• _DOCUMENT_
(begin)
The world’s refugees need all the help they can get. Here are 7 ways that businesses can support them

Jun 15, 2018 /

Want to do something to help the world’s more than 25 million refugees? Any business — no matter its size — can give them a boost, says Melissa Fleming, chief spokesperson for UNHCR, the UN Refugee Agency.

On Saturday, June 9, I had the honor of co-hosting the first-ever TEDx event held at a refugee camp — it took place at Kenya’s Kakuma Camp, home to more than 186,000 people from 19 different countries. The 15 speakers and artists were a mix of current and former refugees as well as experts who study how the public and economies respond to them, and you’ll be able to watch their talks and performances online in the months to come.
(end)
• _EXERCISE PROMPT_
Answer these questions from the article on how businesses can support refugees:
1. What position does Melissa Fleming hold at UNHCR?
2. How many people live at Kenya's Kakuma Camp?
3. How many speakers and artists took part in the TEDx event there?
The rows below come from a separate source.

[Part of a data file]
(begin)
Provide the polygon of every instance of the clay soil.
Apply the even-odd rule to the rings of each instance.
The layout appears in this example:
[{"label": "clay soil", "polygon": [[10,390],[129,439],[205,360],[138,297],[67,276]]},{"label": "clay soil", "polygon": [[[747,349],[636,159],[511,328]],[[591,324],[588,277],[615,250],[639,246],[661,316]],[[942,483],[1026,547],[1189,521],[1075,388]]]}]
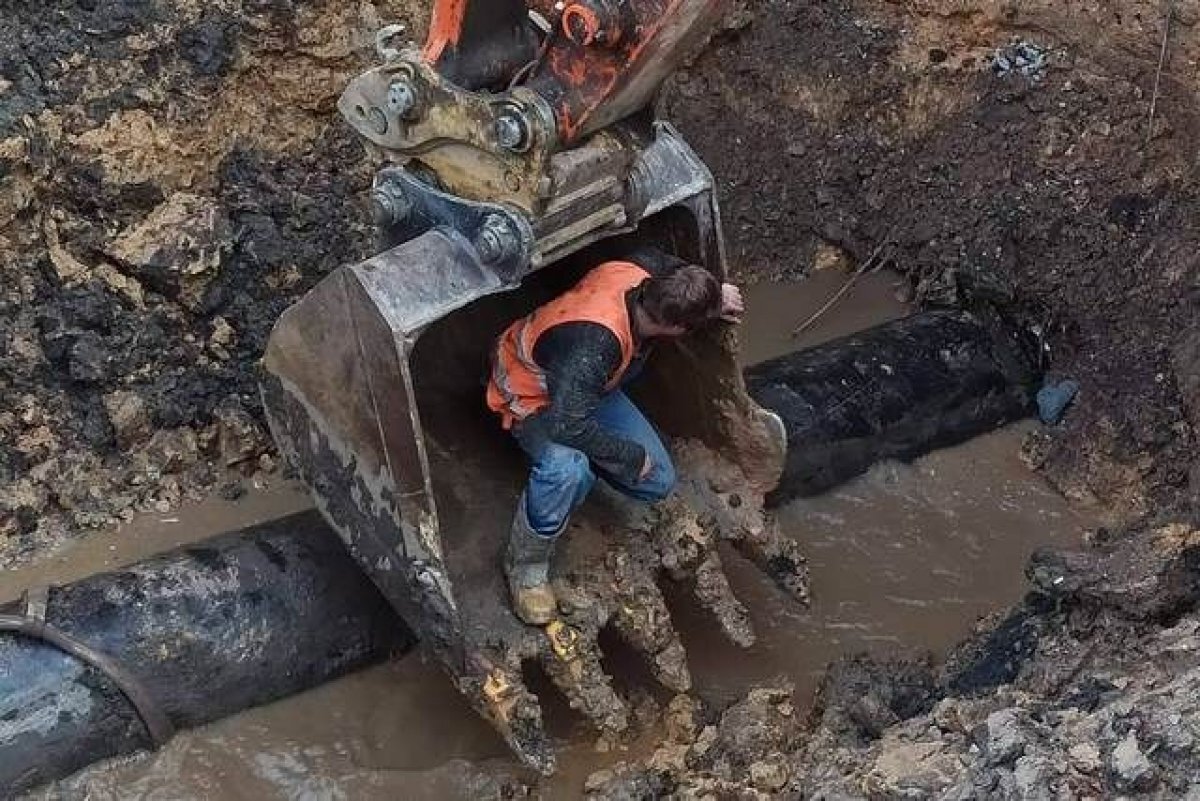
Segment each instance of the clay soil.
[{"label": "clay soil", "polygon": [[[419,32],[425,4],[0,6],[12,564],[277,475],[254,391],[270,325],[371,249],[373,164],[334,104],[373,30]],[[1195,0],[751,0],[668,84],[742,278],[875,254],[922,303],[1040,332],[1081,391],[1026,454],[1112,526],[1037,560],[1027,601],[949,664],[847,662],[811,716],[786,688],[680,700],[664,749],[596,795],[1200,783],[1198,25]]]}]

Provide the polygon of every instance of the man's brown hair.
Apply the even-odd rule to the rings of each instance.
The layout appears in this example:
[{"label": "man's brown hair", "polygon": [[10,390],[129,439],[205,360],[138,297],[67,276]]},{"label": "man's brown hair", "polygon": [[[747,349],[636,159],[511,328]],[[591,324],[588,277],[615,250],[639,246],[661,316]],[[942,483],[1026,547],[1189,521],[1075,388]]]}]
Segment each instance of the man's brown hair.
[{"label": "man's brown hair", "polygon": [[695,329],[720,313],[721,284],[704,267],[689,264],[648,278],[642,284],[641,302],[655,323]]}]

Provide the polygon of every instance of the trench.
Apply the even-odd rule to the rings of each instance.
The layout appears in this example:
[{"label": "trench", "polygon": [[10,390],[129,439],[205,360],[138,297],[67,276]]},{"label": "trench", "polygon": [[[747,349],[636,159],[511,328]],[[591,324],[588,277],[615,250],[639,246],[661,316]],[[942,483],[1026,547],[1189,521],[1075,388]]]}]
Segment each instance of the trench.
[{"label": "trench", "polygon": [[[896,279],[872,273],[793,339],[791,329],[845,281],[827,270],[799,283],[749,288],[743,360],[761,361],[905,313]],[[1021,463],[1020,444],[1031,426],[1012,426],[912,464],[877,464],[833,492],[779,510],[782,526],[808,553],[814,602],[798,609],[761,573],[728,560],[734,590],[760,634],[749,651],[725,640],[682,595],[668,596],[695,692],[724,705],[785,676],[808,704],[824,667],[839,656],[898,649],[944,654],[980,616],[1014,603],[1024,592],[1028,554],[1074,543],[1091,523]],[[280,481],[235,504],[212,500],[148,516],[0,576],[0,597],[181,544],[176,529],[199,538],[304,505],[304,493]],[[179,525],[184,520],[187,525]],[[666,700],[635,658],[619,649],[607,658],[642,709]],[[558,773],[539,784],[542,797],[578,796],[590,772],[641,755],[654,736],[652,728],[623,747],[600,749],[594,731],[565,704],[551,699],[546,711],[560,752]],[[29,797],[475,799],[492,795],[494,782],[509,776],[532,779],[439,668],[414,654],[182,733],[156,754],[97,764]]]}]

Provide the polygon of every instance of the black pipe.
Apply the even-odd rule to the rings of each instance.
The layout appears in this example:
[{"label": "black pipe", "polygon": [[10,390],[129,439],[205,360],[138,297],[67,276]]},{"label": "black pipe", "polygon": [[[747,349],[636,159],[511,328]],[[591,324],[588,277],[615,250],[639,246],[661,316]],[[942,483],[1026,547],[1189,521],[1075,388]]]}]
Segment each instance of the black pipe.
[{"label": "black pipe", "polygon": [[[746,384],[787,428],[781,500],[1024,416],[1034,377],[1010,329],[935,312],[763,362]],[[19,613],[0,607],[0,619]],[[58,588],[46,619],[119,660],[176,728],[414,643],[316,512]],[[0,797],[150,745],[126,693],[100,670],[0,633]]]},{"label": "black pipe", "polygon": [[787,429],[787,465],[768,502],[815,495],[881,459],[912,459],[1028,416],[1034,354],[998,318],[940,311],[748,368],[751,397]]},{"label": "black pipe", "polygon": [[[53,589],[46,620],[119,661],[176,728],[414,644],[316,512]],[[0,633],[0,797],[151,745],[103,673],[43,639]]]}]

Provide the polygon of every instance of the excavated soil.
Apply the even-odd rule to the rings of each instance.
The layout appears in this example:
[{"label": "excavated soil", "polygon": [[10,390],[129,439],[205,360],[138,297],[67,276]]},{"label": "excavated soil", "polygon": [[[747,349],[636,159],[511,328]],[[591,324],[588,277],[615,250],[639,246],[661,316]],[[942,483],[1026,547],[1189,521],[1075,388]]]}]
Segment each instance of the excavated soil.
[{"label": "excavated soil", "polygon": [[[254,361],[280,309],[371,248],[372,164],[334,103],[372,31],[420,29],[425,4],[0,5],[16,564],[274,481]],[[1111,528],[1036,560],[1026,601],[946,664],[842,662],[811,715],[786,687],[673,704],[662,749],[596,796],[1200,785],[1198,23],[1196,0],[750,0],[670,83],[739,276],[875,255],[920,303],[1042,333],[1081,391],[1026,458]]]}]

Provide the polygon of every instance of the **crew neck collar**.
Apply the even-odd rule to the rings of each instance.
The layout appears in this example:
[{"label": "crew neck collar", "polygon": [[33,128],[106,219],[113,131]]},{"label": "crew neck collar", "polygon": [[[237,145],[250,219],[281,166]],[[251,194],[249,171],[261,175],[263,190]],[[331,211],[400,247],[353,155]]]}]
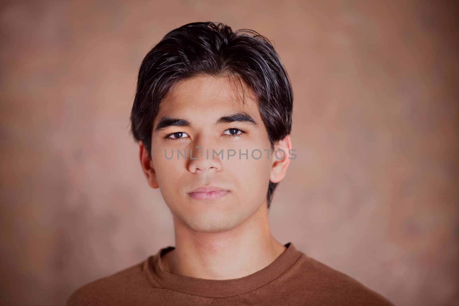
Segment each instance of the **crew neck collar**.
[{"label": "crew neck collar", "polygon": [[163,270],[161,256],[174,249],[160,249],[145,261],[144,270],[150,278],[161,286],[174,291],[206,297],[228,297],[246,293],[266,285],[287,271],[302,255],[291,242],[269,265],[251,274],[233,279],[205,279],[173,274]]}]

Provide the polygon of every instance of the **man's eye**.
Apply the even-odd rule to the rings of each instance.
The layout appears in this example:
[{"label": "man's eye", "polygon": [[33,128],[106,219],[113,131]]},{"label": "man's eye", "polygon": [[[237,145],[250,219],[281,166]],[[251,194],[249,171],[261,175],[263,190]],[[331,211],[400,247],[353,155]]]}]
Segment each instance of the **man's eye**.
[{"label": "man's eye", "polygon": [[246,133],[242,130],[240,130],[239,128],[229,128],[225,131],[225,132],[227,131],[229,132],[229,134],[227,134],[226,133],[224,133],[224,134],[225,135],[229,135],[236,138],[240,136],[241,134]]},{"label": "man's eye", "polygon": [[[169,134],[166,136],[166,138],[168,139],[181,139],[182,138],[185,138],[183,137],[184,135],[186,135],[188,136],[188,134],[184,132],[177,132],[174,133],[172,133],[172,134]],[[174,137],[172,137],[174,136]]]}]

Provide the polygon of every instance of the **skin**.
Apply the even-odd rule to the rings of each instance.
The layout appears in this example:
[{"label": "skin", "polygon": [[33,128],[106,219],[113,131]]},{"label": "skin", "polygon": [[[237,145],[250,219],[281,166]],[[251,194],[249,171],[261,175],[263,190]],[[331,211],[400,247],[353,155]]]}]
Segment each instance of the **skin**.
[{"label": "skin", "polygon": [[[161,257],[162,267],[170,273],[207,279],[237,278],[261,270],[285,250],[270,233],[266,193],[270,180],[278,182],[285,176],[290,137],[276,143],[274,151],[264,151],[271,146],[257,102],[252,98],[254,95],[246,88],[243,104],[242,90],[235,83],[226,77],[202,76],[176,85],[160,104],[153,122],[151,160],[140,143],[140,164],[148,184],[159,188],[172,213],[175,248]],[[258,126],[239,122],[215,124],[220,117],[235,111],[249,114]],[[157,122],[166,116],[186,118],[192,126],[169,127],[155,132]],[[246,133],[228,130],[233,128]],[[165,138],[180,132],[184,134]],[[231,136],[235,134],[240,137]],[[197,145],[203,147],[202,156],[195,148]],[[180,156],[178,160],[177,150],[183,152],[185,149],[186,158]],[[196,159],[190,159],[190,149]],[[224,159],[221,155],[213,159],[213,149],[217,152],[223,149]],[[236,152],[229,159],[228,149]],[[242,153],[248,149],[248,159],[245,156],[239,159],[240,149]],[[251,156],[254,149],[263,152],[258,160]],[[278,149],[286,153],[282,159],[274,157]],[[173,149],[174,158],[167,159],[165,150],[170,157]],[[278,152],[277,156],[282,156]],[[229,192],[223,197],[206,200],[188,194],[202,186]]]}]

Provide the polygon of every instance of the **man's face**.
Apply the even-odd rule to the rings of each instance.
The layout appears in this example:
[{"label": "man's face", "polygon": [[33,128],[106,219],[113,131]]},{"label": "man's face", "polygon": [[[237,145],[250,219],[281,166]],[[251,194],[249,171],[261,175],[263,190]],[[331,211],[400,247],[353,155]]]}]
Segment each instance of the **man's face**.
[{"label": "man's face", "polygon": [[[195,230],[211,233],[230,229],[247,219],[260,206],[266,205],[274,156],[264,150],[271,146],[257,103],[252,99],[254,95],[246,94],[243,105],[240,88],[239,91],[234,83],[225,78],[200,76],[187,80],[174,87],[162,102],[153,122],[152,179],[172,212]],[[222,117],[237,113],[250,116],[255,123],[218,122]],[[185,119],[190,124],[155,131],[165,117]],[[202,156],[201,149],[195,146],[202,146]],[[185,149],[186,158],[180,155],[178,159],[178,150],[184,154]],[[190,149],[196,159],[190,159]],[[221,154],[217,155],[222,149],[223,160]],[[229,159],[229,149],[234,150],[230,150],[231,154],[235,152]],[[248,153],[246,157],[241,155],[240,159],[240,149],[242,153]],[[255,149],[262,152],[259,159],[252,156]],[[166,158],[165,150],[168,158],[173,152],[173,157]],[[260,153],[256,151],[253,155],[257,158]],[[228,192],[213,199],[197,199],[189,194],[205,186]]]}]

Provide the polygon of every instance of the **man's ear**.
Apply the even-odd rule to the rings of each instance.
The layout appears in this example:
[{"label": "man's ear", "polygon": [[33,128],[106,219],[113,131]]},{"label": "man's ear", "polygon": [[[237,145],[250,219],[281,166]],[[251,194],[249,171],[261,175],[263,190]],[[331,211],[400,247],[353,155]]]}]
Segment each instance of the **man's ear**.
[{"label": "man's ear", "polygon": [[290,135],[279,140],[274,144],[273,151],[273,163],[271,168],[269,180],[273,183],[279,183],[283,179],[290,164],[290,150],[291,149]]},{"label": "man's ear", "polygon": [[156,189],[159,187],[156,178],[156,172],[153,165],[153,161],[148,156],[148,151],[144,146],[143,141],[140,140],[139,143],[139,155],[140,160],[140,165],[146,178],[148,185],[152,188]]}]

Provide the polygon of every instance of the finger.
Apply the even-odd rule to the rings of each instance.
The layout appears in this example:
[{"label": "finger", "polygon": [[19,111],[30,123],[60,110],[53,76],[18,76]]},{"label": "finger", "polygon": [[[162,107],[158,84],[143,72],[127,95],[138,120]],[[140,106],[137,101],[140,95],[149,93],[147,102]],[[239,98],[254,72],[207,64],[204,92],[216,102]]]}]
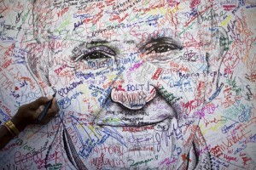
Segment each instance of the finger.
(end)
• _FINAL RESULT_
1. Chief spokesperson
2. More than 186,000
3. 15